А слыхал ли он нечто совсем другое? Переходя на образцы не безусловные, но все равно заветные, я прочитал куски поэзии из "Орды" и "Браги", перекочевавшие в мою память из кармана рейновского френча.
Найман был ошеломлен:
— Тихонов? А я думал, это — официоз…
— Нет, он поэт, и подлинный. Вот слушай:
Захлебываясь, плыли молча
мамонты, оседая.
И только голосом волчьим
закричала одна, седая…
Багрицкого он знал, Луговской царапнул его лишь поверхностно. Как мало мы знали тогда, но как уже верно чувствовали! К Пастернаку мы оба лишь подходили, Мандельштам был еще не прочитан. Впереди лежала неоткрытая, да и не совсем еще написанная великая поэзия, и где-то в ней мечталось и угадывалось нам угнездиться.

• НАБОР СТРОК:

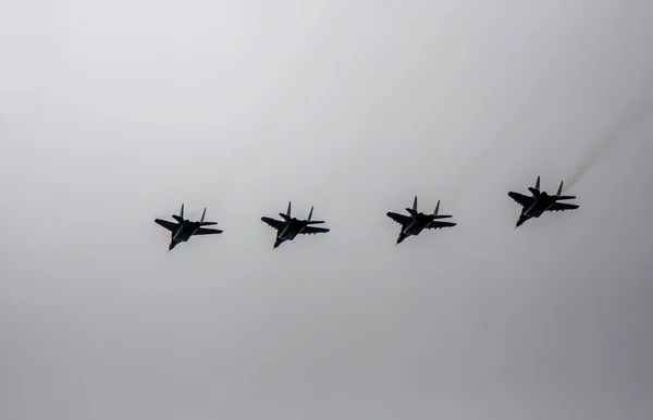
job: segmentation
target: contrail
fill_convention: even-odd
[[[627,129],[636,124],[639,120],[649,113],[653,102],[645,100],[643,103],[638,103],[628,111],[621,119],[619,119],[607,132],[602,136],[594,147],[590,150],[587,158],[576,168],[571,175],[567,178],[565,184],[567,187],[572,186],[580,181],[589,170],[591,170],[596,163],[601,162],[607,153],[609,153],[619,143],[626,138]]]

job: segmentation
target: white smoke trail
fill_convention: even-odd
[[[569,175],[565,182],[567,187],[572,186],[580,181],[589,170],[601,162],[616,146],[618,146],[627,136],[627,129],[634,125],[639,120],[645,116],[653,108],[653,101],[646,99],[639,101],[623,118],[605,132],[599,138],[599,141],[592,147],[588,156],[576,170]]]

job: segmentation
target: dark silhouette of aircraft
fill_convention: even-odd
[[[326,227],[311,226],[311,224],[324,223],[323,221],[311,220],[312,210],[313,208],[311,207],[310,212],[308,213],[308,219],[298,220],[297,218],[291,217],[291,202],[288,202],[287,213],[279,213],[279,215],[283,218],[283,221],[262,217],[261,220],[263,222],[276,230],[276,240],[274,240],[274,247],[272,249],[276,248],[286,240],[293,240],[297,235],[315,235],[317,233],[329,232],[330,230]]]
[[[402,231],[399,232],[399,237],[397,238],[397,245],[410,235],[419,235],[424,228],[443,228],[456,225],[454,222],[439,222],[438,219],[451,218],[451,215],[438,214],[439,210],[440,200],[438,200],[438,206],[435,206],[435,211],[433,214],[417,212],[417,196],[415,196],[412,209],[406,208],[406,211],[408,211],[410,215],[393,213],[392,211],[387,212],[387,217],[390,219],[402,225]]]
[[[523,222],[531,218],[539,218],[545,211],[565,211],[578,209],[580,206],[557,202],[559,200],[571,200],[576,198],[575,196],[563,196],[563,183],[564,181],[560,182],[557,193],[554,196],[550,196],[546,194],[546,192],[540,192],[540,176],[538,175],[535,187],[528,187],[532,194],[531,197],[514,192],[508,193],[508,196],[522,207],[521,214],[519,214],[519,219],[517,220],[517,225],[515,225],[515,228],[521,226]]]
[[[207,209],[205,208],[204,213],[201,213],[201,220],[199,222],[192,222],[189,220],[184,219],[184,205],[182,205],[182,211],[180,215],[173,214],[172,218],[177,221],[177,223],[169,222],[167,220],[155,219],[155,222],[167,230],[170,231],[170,246],[168,250],[172,250],[178,243],[188,242],[190,236],[194,235],[214,235],[222,233],[219,228],[206,228],[202,226],[210,226],[213,224],[218,224],[217,222],[205,222],[204,218],[207,214]]]

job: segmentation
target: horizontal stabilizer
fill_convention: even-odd
[[[284,213],[279,213],[279,215],[281,215],[283,218],[283,220],[285,220],[286,222],[288,220],[291,220],[291,217],[288,214],[284,214]]]
[[[219,228],[200,227],[197,231],[195,231],[193,235],[215,235],[219,233],[222,233],[222,231]]]
[[[155,223],[157,223],[160,226],[165,227],[167,230],[169,230],[170,232],[174,232],[177,230],[177,227],[180,226],[176,223],[173,222],[169,222],[167,220],[161,220],[161,219],[155,219]]]
[[[454,227],[457,223],[454,222],[431,222],[427,226],[427,228],[443,228],[443,227]]]

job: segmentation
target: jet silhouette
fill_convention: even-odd
[[[399,232],[399,237],[397,237],[396,245],[401,244],[404,239],[411,235],[419,235],[421,231],[424,228],[443,228],[443,227],[453,227],[456,223],[453,222],[439,222],[438,219],[448,219],[451,215],[440,215],[438,214],[440,211],[440,200],[438,200],[438,206],[435,206],[435,211],[433,214],[424,214],[422,212],[417,211],[417,196],[415,196],[415,201],[412,201],[412,209],[406,208],[406,211],[410,213],[410,215],[404,215],[398,213],[393,213],[392,211],[387,212],[386,215],[402,225],[402,231]]]
[[[284,213],[279,213],[283,220],[276,220],[272,218],[262,217],[261,220],[276,230],[276,239],[274,240],[274,248],[279,247],[286,240],[293,240],[297,235],[315,235],[317,233],[326,233],[330,230],[326,227],[315,227],[311,224],[324,223],[324,221],[317,221],[312,219],[312,210],[308,213],[308,219],[298,220],[297,218],[291,217],[291,202],[288,202],[288,210]]]
[[[177,223],[169,222],[167,220],[155,219],[155,222],[167,230],[170,231],[170,246],[168,250],[172,250],[177,244],[182,242],[188,242],[190,236],[194,235],[214,235],[222,233],[219,228],[206,228],[201,226],[210,226],[213,224],[218,224],[217,222],[205,222],[204,218],[207,214],[207,209],[205,208],[204,213],[201,213],[201,220],[199,222],[192,222],[189,220],[184,219],[184,205],[182,205],[182,211],[180,215],[173,214],[172,218],[177,221]]]
[[[557,193],[553,196],[550,196],[546,194],[546,192],[540,192],[540,176],[538,175],[535,187],[528,188],[532,194],[531,197],[519,193],[509,192],[508,197],[521,206],[521,214],[519,214],[519,219],[517,220],[515,228],[521,226],[523,222],[531,218],[541,217],[545,211],[565,211],[578,209],[580,206],[557,202],[559,200],[571,200],[576,198],[575,196],[563,196],[563,183],[564,181],[560,181],[560,186],[558,187]]]

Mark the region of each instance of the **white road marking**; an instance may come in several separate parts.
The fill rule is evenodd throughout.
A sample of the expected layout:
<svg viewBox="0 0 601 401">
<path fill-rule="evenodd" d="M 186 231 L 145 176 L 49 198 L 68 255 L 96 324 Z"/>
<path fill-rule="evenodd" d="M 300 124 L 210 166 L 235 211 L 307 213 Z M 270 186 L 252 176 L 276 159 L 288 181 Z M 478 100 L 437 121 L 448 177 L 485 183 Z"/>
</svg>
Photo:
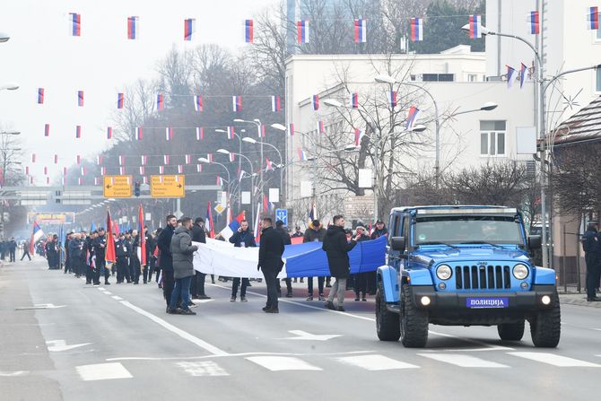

• ЧТО СДЕЛАТЬ:
Перепишите из отрывка о поэзии всё от «А слыхал ли» вниз до «угадывалось нам угнездиться.» включительно, не меняя ни слова. Строки выше — отдельный материал, с отрывком они не связаны.

• ОТВЕТ К ЗАДАНИЮ:
А слыхал ли он нечто совсем другое? Переходя на образцы не безусловные, но все равно заветные, я прочитал куски поэзии из "Орды" и "Браги", перекочевавшие в мою память из кармана рейновского френча.
Найман был ошеломлен:
— Тихонов? А я думал, это — официоз…
— Нет, он поэт, и подлинный. Вот слушай:
Захлебываясь, плыли молча
мамонты, оседая.
И только голосом волчьим
закричала одна, седая…
Багрицкого он знал, Луговской царапнул его лишь поверхностно. Как мало мы знали тогда, но как уже верно чувствовали! К Пастернаку мы оба лишь подходили, Мандельштам был еще не прочитан. Впереди лежала неоткрытая, да и не совсем еще написанная великая поэзия, и где-то в ней мечталось и угадывалось нам угнездиться.